What you should do: Render the material from the line with "Provide the outline of every instance of the mowed" to the line with "424 644 L 407", both included, as a JSON list of strings with one string per line and blank lines left out.

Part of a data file
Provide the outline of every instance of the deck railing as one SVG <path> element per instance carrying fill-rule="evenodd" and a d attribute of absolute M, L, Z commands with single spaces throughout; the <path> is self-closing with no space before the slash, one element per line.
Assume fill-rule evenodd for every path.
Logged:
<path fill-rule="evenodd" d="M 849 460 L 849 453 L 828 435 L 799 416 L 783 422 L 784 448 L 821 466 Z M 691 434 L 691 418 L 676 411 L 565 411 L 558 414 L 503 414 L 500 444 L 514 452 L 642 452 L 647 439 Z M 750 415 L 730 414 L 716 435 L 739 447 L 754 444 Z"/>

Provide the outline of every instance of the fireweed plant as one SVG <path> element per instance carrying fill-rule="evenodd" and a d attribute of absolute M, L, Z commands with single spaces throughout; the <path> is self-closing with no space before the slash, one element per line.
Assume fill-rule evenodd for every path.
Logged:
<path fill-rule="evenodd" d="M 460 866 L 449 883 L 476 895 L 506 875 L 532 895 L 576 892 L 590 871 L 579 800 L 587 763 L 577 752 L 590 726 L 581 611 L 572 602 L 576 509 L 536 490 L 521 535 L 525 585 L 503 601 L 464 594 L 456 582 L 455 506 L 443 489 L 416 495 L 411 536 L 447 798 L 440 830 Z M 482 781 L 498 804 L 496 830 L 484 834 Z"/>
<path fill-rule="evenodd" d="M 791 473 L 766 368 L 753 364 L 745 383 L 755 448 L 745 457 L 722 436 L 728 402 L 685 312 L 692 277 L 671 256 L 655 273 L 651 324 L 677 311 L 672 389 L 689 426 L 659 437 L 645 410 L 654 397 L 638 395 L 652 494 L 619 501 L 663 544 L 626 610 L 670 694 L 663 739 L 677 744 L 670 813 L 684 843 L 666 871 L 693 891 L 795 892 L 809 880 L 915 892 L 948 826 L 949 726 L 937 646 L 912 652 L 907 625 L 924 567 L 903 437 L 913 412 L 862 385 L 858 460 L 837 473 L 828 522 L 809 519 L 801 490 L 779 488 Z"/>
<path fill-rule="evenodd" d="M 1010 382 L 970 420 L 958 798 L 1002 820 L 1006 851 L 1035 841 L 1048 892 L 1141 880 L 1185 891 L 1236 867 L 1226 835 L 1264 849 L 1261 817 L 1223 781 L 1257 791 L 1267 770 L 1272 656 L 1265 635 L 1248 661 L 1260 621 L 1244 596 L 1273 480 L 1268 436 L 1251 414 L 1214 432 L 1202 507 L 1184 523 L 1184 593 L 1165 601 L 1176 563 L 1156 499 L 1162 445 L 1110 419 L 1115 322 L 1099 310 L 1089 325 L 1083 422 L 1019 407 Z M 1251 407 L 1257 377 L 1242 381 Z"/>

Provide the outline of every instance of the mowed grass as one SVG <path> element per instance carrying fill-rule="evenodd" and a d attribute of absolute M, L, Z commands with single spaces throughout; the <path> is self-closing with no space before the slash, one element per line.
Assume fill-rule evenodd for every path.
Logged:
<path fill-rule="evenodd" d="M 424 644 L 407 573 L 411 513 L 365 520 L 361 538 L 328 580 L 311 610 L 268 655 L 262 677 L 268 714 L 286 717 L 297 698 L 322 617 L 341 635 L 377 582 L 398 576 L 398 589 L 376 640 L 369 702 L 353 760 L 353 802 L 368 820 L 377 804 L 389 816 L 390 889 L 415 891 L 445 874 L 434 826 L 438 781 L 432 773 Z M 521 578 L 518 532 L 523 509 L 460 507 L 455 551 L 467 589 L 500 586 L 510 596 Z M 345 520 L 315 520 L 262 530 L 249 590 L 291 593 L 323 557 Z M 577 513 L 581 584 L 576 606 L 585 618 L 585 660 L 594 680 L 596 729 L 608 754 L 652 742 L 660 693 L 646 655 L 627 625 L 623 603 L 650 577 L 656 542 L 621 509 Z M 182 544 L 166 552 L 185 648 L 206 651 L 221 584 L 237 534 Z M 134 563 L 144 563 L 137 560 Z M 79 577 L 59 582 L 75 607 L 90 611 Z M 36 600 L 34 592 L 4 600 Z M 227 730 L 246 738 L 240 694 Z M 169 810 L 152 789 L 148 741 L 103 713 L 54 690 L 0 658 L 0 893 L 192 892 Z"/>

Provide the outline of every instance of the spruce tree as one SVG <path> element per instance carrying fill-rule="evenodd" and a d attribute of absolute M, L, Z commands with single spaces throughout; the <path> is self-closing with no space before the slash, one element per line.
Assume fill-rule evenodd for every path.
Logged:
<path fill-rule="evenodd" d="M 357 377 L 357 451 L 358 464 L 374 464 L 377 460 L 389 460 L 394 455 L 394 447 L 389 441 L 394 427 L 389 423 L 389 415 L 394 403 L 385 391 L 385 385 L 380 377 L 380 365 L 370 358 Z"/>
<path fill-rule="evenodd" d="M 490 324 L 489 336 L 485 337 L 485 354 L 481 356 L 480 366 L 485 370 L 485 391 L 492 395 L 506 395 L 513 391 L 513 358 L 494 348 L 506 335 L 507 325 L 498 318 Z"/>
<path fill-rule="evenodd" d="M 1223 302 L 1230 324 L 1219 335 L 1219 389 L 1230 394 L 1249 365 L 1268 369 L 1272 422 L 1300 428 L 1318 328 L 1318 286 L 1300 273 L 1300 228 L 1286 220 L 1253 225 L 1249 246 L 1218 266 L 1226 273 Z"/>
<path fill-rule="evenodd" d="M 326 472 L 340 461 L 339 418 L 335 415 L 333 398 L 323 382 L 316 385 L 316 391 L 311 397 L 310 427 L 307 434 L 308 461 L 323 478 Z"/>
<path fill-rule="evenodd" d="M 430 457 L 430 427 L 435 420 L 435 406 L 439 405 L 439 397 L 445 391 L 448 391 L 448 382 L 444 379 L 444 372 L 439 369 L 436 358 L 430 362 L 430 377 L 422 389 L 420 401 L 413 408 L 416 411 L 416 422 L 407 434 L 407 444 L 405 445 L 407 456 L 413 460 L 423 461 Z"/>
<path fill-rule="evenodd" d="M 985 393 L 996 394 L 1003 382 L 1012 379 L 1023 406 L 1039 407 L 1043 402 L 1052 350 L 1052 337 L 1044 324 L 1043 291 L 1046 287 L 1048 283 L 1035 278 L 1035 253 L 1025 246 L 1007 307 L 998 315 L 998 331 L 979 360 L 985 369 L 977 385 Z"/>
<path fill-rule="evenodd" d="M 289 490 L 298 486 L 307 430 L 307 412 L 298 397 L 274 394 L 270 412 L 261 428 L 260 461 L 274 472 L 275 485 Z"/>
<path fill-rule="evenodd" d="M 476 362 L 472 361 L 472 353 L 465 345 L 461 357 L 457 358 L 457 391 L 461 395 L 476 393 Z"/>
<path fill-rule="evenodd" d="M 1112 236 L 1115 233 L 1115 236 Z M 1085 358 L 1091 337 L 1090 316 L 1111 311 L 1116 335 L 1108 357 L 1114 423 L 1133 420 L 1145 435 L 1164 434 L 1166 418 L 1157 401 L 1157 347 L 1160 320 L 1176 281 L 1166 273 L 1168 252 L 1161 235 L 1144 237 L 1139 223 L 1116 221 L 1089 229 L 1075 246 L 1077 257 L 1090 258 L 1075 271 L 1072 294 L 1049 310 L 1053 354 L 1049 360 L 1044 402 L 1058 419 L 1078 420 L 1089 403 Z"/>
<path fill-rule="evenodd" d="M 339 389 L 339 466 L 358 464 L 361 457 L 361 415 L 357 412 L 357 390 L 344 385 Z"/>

Full solution:
[
  "Provide the outline of every instance of the mowed grass as one SVG <path> element per instance carrying fill-rule=\"evenodd\" and a d attribute of absolute M, L, Z commands with single spaces throughout; the <path> is self-closing with no space before the slash, one element per line.",
  "Assume fill-rule evenodd for every path.",
  "Logged:",
  "<path fill-rule=\"evenodd\" d=\"M 424 644 L 407 573 L 411 513 L 365 520 L 361 538 L 328 580 L 311 610 L 268 655 L 262 677 L 268 714 L 286 717 L 297 698 L 322 617 L 341 635 L 377 582 L 398 576 L 398 589 L 376 640 L 369 702 L 353 760 L 353 802 L 368 820 L 377 804 L 389 816 L 390 889 L 415 891 L 445 874 L 434 826 L 438 781 L 432 773 Z M 521 578 L 518 532 L 523 509 L 460 507 L 455 551 L 467 589 L 500 586 L 510 596 Z M 345 520 L 315 520 L 262 530 L 249 590 L 291 593 L 323 557 Z M 577 513 L 581 584 L 576 606 L 585 618 L 585 660 L 594 680 L 596 729 L 608 754 L 652 742 L 660 693 L 646 655 L 627 625 L 623 603 L 650 577 L 656 542 L 621 509 Z M 182 544 L 166 552 L 185 648 L 206 651 L 221 584 L 237 534 Z M 134 563 L 144 563 L 137 560 Z M 79 577 L 59 582 L 75 607 L 90 611 Z M 36 600 L 34 592 L 4 600 Z M 227 730 L 246 738 L 240 694 Z M 169 810 L 152 789 L 148 741 L 103 713 L 54 690 L 0 658 L 0 893 L 192 892 Z\"/>"
]